▶ _Work instructions_:
(1) Quote the POYO+ review discussion from "I believe my" to "resolve the matter.".
(2) Extend the POYO+ review discussion, picking up right after its final sentence.

▶ _Study text_:

- - -

评论- Clarification for POYO+

2025-08-05

Dear reviewer 6mEF: Thanks for your continued engagement! We have just posted a response to reviewer KHtW, and wanted to summarize our response here as well regarding POYO+.

We want to clarify that while POYO and POYO+ architectures indeed learn per-unit embeddings, the analysis in POYO+ did not use these unit embeddings to do cell-type or region classification. Instead they state that they perform the classification on the session-averaged latents. Specifically, in Section 3.3 ANALYSIS OF LATENT EMBEDDINGS of POYO+, the authors state "we examined the latents at the output of the encoder in POYO+", "To obtain the session-level latent embeddings, we average the latents across randomly sampled 1s context windows in the recording." Additionally, the caption of Figure 4 of POYO+ states "Balanced accuracy for brain area classification based on hand-crafted features versus session-averaged latents from POYO+," and "Balanced accuracy for Cre-line classification based on handcrafted features versus session-averaged latents from POYO+."

In summary:

In POYO+, unit embeddings were not used for the Cre-line or brain region classification. Instead, session-averaged latent outputs of the encoder were used.
The cell-type, region, and layer classification problems were treated as session-level tasks.
In the Allen Brain Observatory dataset analyzed in POYO+, each session is from a specific Cre-line, a specific brain region, and from a single depth (layer). There are no sessions with information about labeled cell types that have a mixture of different types present. In other words, there’s only one type of neuron observed at a time.

As far as we are aware, the unit embeddings of POYO and POYO+ have not been evaluated on cell-type or brain region classification tasks in any prior works. We would appreciate it if the reviewer could reconsider their score in light of this clarification.

2025-08-06

Thanks, this clarification was indeed very helpful. You are correct about session averaged latents, I had not recalled the completely correct setting for POYO+ and it's initial encoder architecture.

I believe my concerns were adequately addressed. Thank you.

评论- POYO+ performance comparison on Allen VC dataset

2025-08-08

Thank you for your reply! We are glad we were able to resolve the matter.

We still wanted to see the performance of the unit embeddings of POYO+ and how they compare to NuCLR. We are excited to report that we were successfully able to train POYO+ on the Allen VC dataset, and provide its performance for cell-type classification based on its unit embeddings below. We note that NuCLR considerably outperforms the unit embeddings of POYO+ on this task. This result is only provided for a single seed due to the compute intensive nature of training POYO+, however, we will run multiple seeds and report these accuracies in the final paper.

- - -

▶ _Dataset_:
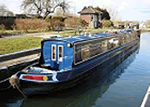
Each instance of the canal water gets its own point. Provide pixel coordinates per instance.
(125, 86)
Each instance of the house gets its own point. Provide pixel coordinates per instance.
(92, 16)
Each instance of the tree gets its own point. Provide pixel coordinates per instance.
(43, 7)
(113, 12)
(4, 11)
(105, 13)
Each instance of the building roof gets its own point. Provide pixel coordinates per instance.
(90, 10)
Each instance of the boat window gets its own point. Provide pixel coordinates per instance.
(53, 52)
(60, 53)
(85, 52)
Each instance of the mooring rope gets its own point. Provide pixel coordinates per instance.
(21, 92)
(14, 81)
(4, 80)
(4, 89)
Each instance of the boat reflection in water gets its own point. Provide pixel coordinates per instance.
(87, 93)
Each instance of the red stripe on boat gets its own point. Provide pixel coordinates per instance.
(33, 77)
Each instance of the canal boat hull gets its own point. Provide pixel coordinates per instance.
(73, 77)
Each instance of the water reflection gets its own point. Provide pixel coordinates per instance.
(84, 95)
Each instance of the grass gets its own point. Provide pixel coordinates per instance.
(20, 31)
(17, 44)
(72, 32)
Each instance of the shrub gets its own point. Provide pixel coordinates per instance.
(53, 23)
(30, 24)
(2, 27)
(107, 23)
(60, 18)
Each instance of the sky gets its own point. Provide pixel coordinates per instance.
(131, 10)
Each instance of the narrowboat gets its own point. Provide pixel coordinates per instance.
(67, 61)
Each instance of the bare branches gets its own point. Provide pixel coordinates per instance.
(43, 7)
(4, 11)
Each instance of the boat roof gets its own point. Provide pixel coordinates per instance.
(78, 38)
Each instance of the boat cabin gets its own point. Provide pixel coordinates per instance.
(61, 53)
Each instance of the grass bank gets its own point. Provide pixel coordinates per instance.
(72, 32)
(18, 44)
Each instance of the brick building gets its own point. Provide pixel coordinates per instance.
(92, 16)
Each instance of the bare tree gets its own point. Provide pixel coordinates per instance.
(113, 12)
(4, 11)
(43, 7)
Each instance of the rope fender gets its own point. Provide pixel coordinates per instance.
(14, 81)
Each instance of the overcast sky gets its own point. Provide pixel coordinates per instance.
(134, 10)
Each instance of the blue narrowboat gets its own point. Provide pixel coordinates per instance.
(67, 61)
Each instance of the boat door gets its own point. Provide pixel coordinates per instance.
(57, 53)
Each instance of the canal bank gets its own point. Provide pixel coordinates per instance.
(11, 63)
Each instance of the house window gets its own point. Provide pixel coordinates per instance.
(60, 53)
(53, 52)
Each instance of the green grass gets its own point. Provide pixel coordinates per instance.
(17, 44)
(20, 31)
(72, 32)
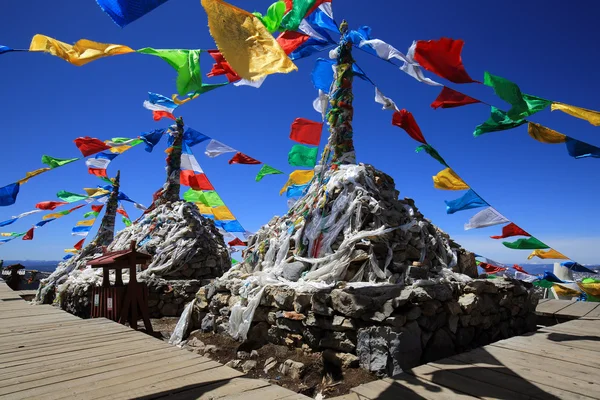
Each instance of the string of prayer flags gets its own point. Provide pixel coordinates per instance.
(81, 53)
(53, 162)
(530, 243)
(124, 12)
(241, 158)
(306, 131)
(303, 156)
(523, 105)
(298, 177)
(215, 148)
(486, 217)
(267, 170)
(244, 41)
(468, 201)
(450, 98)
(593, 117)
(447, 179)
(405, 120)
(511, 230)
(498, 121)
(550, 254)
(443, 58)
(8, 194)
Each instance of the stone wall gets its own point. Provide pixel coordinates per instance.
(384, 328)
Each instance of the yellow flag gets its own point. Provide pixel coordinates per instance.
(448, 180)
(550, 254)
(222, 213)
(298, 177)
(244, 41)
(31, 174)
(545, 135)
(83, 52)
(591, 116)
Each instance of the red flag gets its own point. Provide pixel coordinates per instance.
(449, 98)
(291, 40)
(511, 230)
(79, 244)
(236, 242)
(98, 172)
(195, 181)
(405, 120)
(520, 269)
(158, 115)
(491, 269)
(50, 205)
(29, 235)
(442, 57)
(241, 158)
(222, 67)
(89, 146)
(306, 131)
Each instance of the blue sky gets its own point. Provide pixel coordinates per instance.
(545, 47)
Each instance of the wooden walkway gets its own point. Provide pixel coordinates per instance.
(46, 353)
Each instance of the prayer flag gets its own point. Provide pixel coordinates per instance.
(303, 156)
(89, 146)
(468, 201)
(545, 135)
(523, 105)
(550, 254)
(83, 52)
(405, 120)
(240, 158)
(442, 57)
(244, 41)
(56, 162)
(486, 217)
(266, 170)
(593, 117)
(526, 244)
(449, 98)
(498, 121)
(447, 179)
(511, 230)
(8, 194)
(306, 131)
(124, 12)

- - -

▶ _Task-by-task outputs_:
(1)
I believe my concerns were adequately addressed. Thank you.

评论- POYO+ performance comparison on Allen VC dataset

2025-08-08

Thank you for your reply! We are glad we were able to resolve the matter.

(2)
Table 1: Macro-F1 scores for cell-type classification on Allen VC dataset under transductive zero-shot evaluation.

POYO+	NuCLR	NeuPRINT	NEMO
0.3762	0.7218 ± 0.0113	0.3999 ± 0.0312	0.4256 ± 0.0114

For training POYO+ on Allen VC, we used the behavior tasks listed below. We also report its behavior decoding accuracies upon convergence for all the behavior tasks:

Drifting Gratings Orientation: 95.66% balanced accuracy (chance: 12.5%)
Drifting Gratings Temporal Frequency: 94.83% balanced accuracy (chance: 20.0%)
Gabor Orientation: 57.88% balanced accuracy (chance: 25.0%)
Gabor Position: 0.7677 R²
Natural Scenes: 68.13% balanced accuracy (chance: 0.84%)
Running Speed: 0.7534 R²

最终决定Accept (poster)

2025-09-17

This paper introduces NuCLR, a novel self-supervised learning framework for functional cell-typing and neuron localization. The approach, which incorporates fine-grained population dynamics through a spatio-temporal transformer and contrastive learning, is well-motivated and addresses a clear unmet need in neuroscience. The reviewers agree that the paper's core findings are impressive and well-supported. The scaling analysis shows that NuCLR improves with more unlabeled data, a critical property for practical use. The ablations and extra experiments during the rebuttal were convincing. Please follow through on your commitment to update the manuscript by incorporating valuable references and a revised related works section was also a significant factor in the recommendation.